── Metin ──
Son Yargıtay Kararları Işığında Vergi Kaçakçılığı Suçu Unsurları PDF Yazdır e-Posta
01 Nisan 2013
Image

I- GİRİŞ

Bu yazının amacı 2008 yılında yapılan değişiklikle(1) Türkiye’de yegâne vergi suçu haline gelen “vergi kaçakçılığı”(2) kapsamında sayılan ve esas itibariyle vergi ziyaı ile ilişkilendirilmeyen suç unsurları ve fiilleri konusunda Yargıtay’da son dönemde (2010 - 2012) alınan kararları incelemektir(3). www.ozdogrular.com

 

Bu amaçla hürriyeti bağlayıcı cezalar ile cezalandırılan(4) vergi kaçakçılığı suçunu düzenleyen Vergi Usul Kanunu’nun (VUK) 359. maddesinde(5) sayılan suç unsurlarını yüksek yargının kararları ile okunmak istenecektir.
───
── Mevcut Veriler ──
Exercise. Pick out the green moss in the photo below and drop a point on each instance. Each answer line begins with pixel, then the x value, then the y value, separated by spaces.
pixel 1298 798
───
Yazılı Alıştırma -> Vergi kaçakçılığı suçunun unsurlarını ele alan metinde "Bu amaçla hürriyeti" ifadesinden "ile okunmak istenecektir." ifadesine kadar uzanan bölümü, bu iki ifade de dahil olmak üzere aynen alıntılayın. Veriler, metinden bağımsız ayrı bir malzemedir.

Görevin Sonucu ->
Bu amaçla hürriyeti bağlayıcı cezalar ile cezalandırılan(4) vergi kaçakçılığı suçunu düzenleyen Vergi Usul Kanunu’nun (VUK) 359. maddesinde(5) sayılan suç unsurlarını yüksek yargının kararları ile okunmak istenecektir.